Auszug zum Lesen:
****************************************

Mein hibernate.cfg.xml:
[XML]<?xml version="1.0" encoding="UTF-8"?>
<!DOCTYPE hibernate-configuration PUBLIC
		"-//Hibernate/Hibernate Configuration DTD 3.0//EN"
		"http://hibernate.sourceforge.net/hibernate-configuration-3.0.dtd">
<hibernate-configuration>
    <session-factory>
        <property name="connection.driver_class">com.mysql.jdbc.Driver</property>
        <property name="connection.username">username</property>
        <property name="connection.password">password</property>
        <property name="connection.url">jdbc:mysql://wp231.webpack.hosteurope.de:3306/db10550069-testing</property>
        <property name="dialect">org.hibernate.dialect.MySQLDialect</property>
        <property name="hibernate.show_sql">true</property>
    </session-factory>
</hibernate-configuration>[/XML]

Die verwendete Datenbank (MySQL5) hat 2 Tabellen (Features, Programs). Leider wird hier nur ein kleiner Teil der SQL-Abfrage ausgegeben - ansonsten würde ich vl auch selbst auf den Fehler kommen. Außerdem weiß ich nicht was was mit diesem SQL abgefragt werden soll.

Nach dieser Anleitung bin ich vorgegangen Hibernate Tools

Also mein Frage nun
1) Weiß wer was Hibernate hier machen will bzw. warum es nicht funktioniert?
2) Gibt es eine Möglichkeit die SQL Befehle vollständig ausgeben zu lassen?


----------



## maki (19. Jun 2011)

Hast du etwa einen Bindestrich in einem Entitynamen bzw Property?


----------



## Pippl (19. Jun 2011)

Den Bindestrich gibt es im Datenbanknamen. Diesen kann ich aber nicht entfernen da dieser von Hoster (HostEurope) vorgegeben ist. Ansonsten existiert noch kein Java-Code, nur die Konfiguration von Hibernate.

EDIT: Der Bindestrich funktioniert mit diesem Treiber aber ohne Probleme (in anderen Projekten verwendet).


----------

****************************************

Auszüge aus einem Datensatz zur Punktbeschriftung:
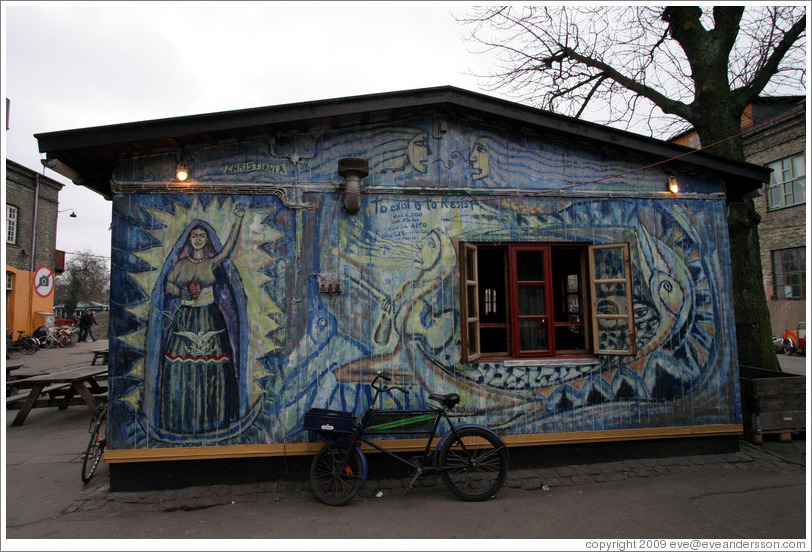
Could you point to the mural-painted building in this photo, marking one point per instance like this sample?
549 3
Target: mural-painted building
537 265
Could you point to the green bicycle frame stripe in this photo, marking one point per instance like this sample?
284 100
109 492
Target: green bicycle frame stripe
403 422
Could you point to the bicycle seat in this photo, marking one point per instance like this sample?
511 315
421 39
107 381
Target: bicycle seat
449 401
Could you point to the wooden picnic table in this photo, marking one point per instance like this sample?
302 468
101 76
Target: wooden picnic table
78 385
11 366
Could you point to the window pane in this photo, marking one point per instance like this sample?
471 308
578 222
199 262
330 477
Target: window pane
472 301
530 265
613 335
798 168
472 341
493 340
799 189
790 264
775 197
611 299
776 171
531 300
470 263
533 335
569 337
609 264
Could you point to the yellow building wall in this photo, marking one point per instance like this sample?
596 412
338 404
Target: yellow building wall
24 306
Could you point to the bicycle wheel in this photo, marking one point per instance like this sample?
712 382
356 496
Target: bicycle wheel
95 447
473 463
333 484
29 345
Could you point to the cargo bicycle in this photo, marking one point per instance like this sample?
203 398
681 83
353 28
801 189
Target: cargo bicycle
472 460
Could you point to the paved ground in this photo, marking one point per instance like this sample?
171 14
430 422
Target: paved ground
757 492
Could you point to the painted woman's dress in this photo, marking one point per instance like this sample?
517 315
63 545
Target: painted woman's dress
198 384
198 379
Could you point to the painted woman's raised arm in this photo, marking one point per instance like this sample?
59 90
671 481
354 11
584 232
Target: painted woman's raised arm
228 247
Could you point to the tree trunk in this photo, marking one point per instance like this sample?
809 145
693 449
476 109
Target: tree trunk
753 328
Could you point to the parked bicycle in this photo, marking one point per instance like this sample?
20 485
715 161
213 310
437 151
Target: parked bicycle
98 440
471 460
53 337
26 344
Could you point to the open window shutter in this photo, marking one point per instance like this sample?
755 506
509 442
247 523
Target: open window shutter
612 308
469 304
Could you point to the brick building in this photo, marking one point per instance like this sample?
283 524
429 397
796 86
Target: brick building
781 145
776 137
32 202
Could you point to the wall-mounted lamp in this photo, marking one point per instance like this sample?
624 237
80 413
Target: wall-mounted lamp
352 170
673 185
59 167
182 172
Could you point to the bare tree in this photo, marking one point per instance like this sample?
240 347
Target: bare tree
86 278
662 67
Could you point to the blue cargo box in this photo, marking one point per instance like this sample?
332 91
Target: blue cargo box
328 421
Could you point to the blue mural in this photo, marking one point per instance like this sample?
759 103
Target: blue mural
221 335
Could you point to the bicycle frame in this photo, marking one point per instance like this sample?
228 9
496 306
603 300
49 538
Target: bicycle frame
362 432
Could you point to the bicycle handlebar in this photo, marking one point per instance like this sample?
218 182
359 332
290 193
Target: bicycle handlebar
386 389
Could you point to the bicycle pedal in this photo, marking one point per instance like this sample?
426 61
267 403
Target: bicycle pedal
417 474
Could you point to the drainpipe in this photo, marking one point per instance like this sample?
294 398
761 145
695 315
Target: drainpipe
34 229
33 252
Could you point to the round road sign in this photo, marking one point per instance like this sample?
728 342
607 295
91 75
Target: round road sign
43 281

****************************************

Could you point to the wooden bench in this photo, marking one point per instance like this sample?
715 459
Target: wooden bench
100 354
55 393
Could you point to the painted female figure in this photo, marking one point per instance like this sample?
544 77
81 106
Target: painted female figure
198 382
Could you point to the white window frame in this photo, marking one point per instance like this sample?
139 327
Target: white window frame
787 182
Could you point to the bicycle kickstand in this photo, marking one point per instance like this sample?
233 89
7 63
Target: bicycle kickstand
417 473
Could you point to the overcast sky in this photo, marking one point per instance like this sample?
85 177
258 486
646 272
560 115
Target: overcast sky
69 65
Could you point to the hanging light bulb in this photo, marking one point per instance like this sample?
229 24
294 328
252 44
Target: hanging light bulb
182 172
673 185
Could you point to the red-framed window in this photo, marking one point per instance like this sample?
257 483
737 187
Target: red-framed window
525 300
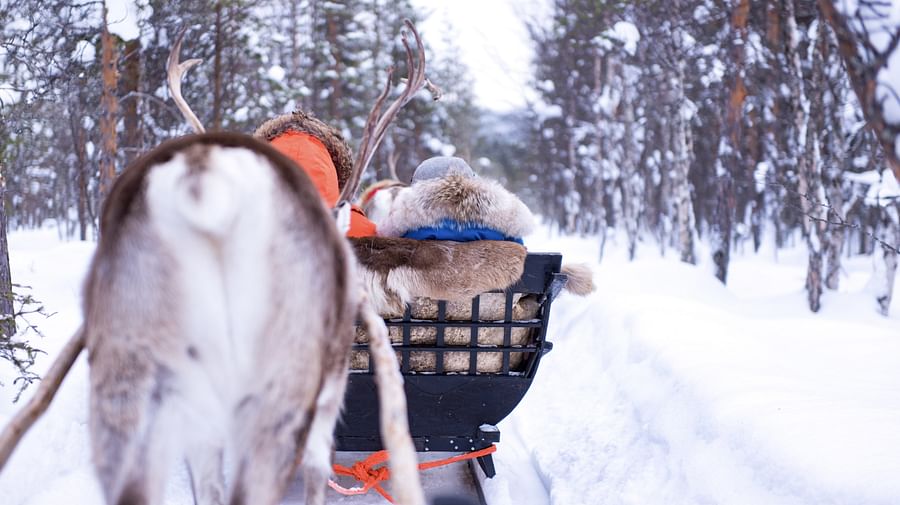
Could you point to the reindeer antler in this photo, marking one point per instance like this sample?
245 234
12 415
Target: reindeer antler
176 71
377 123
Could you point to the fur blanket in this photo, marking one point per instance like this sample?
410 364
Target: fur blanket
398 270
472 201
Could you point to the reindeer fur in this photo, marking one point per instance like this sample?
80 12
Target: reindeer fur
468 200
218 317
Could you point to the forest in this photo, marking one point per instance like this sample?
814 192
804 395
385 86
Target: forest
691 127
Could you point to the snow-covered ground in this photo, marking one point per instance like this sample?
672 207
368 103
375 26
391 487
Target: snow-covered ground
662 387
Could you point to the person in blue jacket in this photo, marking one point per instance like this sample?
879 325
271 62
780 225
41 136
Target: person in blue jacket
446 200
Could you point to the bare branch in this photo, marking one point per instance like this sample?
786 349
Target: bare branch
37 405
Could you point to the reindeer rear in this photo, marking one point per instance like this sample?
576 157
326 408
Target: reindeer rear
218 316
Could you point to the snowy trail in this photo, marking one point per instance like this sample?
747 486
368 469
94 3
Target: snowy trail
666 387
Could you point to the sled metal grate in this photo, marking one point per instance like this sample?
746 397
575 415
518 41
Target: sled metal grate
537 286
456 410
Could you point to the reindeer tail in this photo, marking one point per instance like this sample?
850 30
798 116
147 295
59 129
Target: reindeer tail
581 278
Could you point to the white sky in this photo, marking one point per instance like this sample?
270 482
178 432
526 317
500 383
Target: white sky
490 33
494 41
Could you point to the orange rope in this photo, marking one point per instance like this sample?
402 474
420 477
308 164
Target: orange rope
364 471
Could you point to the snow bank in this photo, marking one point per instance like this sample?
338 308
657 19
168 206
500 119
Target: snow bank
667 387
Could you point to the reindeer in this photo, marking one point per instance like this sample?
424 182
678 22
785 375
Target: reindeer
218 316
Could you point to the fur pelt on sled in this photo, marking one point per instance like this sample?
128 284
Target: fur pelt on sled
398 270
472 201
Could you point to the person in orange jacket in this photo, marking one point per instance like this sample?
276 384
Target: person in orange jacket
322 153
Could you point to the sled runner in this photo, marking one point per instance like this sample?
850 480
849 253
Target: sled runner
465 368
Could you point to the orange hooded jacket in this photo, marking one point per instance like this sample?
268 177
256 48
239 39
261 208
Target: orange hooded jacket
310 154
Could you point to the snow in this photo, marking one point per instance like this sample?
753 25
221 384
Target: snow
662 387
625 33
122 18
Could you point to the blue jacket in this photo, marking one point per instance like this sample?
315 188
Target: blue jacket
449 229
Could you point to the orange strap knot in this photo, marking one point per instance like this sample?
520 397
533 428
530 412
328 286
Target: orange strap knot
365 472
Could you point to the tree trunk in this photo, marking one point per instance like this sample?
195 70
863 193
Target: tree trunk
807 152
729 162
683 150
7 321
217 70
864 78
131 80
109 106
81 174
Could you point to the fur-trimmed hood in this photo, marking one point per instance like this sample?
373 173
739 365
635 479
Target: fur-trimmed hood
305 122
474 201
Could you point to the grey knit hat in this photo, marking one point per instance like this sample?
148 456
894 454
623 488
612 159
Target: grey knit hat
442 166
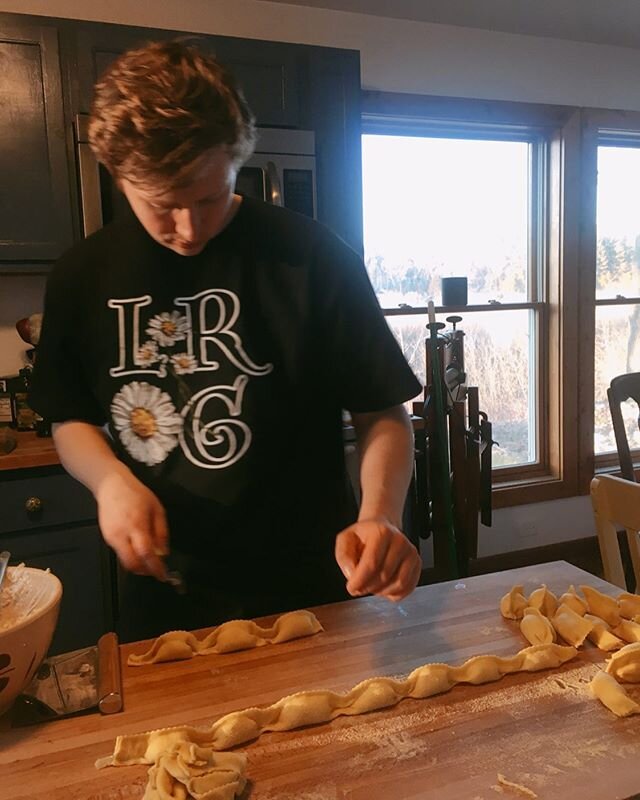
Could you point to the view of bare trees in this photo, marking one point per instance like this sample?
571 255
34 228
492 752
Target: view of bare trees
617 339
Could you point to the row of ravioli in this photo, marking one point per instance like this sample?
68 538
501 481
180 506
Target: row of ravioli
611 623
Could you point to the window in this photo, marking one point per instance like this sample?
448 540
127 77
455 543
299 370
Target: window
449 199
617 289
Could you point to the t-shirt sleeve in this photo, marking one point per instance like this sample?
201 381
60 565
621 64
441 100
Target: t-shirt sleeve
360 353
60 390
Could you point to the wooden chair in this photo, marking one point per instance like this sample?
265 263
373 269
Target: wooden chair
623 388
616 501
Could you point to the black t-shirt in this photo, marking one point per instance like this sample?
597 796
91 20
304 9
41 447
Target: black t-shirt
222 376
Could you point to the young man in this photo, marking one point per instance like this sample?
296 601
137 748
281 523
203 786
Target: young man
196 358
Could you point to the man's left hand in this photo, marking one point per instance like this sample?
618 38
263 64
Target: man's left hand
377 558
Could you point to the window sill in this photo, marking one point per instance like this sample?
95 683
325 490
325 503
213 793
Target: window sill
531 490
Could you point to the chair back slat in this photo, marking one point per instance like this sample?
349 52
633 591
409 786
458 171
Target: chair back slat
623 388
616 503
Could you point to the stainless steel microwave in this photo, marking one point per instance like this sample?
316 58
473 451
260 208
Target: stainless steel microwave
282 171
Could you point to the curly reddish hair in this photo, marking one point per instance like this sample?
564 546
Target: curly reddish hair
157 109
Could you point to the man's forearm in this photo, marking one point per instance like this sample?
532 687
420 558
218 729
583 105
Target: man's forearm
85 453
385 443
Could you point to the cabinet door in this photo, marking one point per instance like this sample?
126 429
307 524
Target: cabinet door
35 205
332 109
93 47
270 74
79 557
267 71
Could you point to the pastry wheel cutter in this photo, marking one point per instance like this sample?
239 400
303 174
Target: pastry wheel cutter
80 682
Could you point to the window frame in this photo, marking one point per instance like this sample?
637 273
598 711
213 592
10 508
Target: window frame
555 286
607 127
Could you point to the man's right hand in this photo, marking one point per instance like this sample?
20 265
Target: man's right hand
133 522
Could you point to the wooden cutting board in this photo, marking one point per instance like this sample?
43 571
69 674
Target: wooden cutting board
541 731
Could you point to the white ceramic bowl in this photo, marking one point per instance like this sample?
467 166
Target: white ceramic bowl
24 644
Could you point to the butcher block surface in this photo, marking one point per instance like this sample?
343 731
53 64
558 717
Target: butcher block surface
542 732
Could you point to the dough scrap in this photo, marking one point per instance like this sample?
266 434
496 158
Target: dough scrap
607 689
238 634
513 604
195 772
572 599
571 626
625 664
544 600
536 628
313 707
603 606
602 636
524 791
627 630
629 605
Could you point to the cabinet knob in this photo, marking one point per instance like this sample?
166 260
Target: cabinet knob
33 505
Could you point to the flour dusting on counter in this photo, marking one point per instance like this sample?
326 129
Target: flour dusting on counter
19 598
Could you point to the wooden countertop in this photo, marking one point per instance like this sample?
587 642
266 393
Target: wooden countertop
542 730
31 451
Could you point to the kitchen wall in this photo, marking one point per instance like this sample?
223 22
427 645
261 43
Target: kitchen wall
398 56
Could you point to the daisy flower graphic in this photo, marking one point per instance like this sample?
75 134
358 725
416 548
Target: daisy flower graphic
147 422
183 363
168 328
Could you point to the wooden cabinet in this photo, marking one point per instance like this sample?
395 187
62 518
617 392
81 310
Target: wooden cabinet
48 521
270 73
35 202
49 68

****************************************

Zu lösende Aufgaben:
[1] Geben Sie aus dem Auszug zur Hibernate-Konfiguration den Abschnitt von „## Pippl (19.“ bis einschließlich „anderen Projekten verwendet).“ wortgetreu wieder.
[2] Nennen Sie alle Werte des Attributs name, die im Auszug zur Hibernate-Konfiguration innerhalb von session-factory gesetzt werden.
Stützen Sie sich ausschließlich auf den Auszug zur Hibernate-Konfiguration.

Lösungen der Aufgaben:
[1]
## Pippl (19. Jun 2011)

Den Bindestrich gibt es im Datenbanknamen. Diesen kann ich aber nicht entfernen da dieser von Hoster (HostEurope) vorgegeben ist. Ansonsten existiert noch kein Java-Code, nur die Konfiguration von Hibernate.

EDIT: Der Bindestrich funktioniert mit diesem Treiber aber ohne Probleme (in anderen Projekten verwendet).

[2]
connection.driver_class
connection.username
connection.password
connection.url
dialect
hibernate.show_sql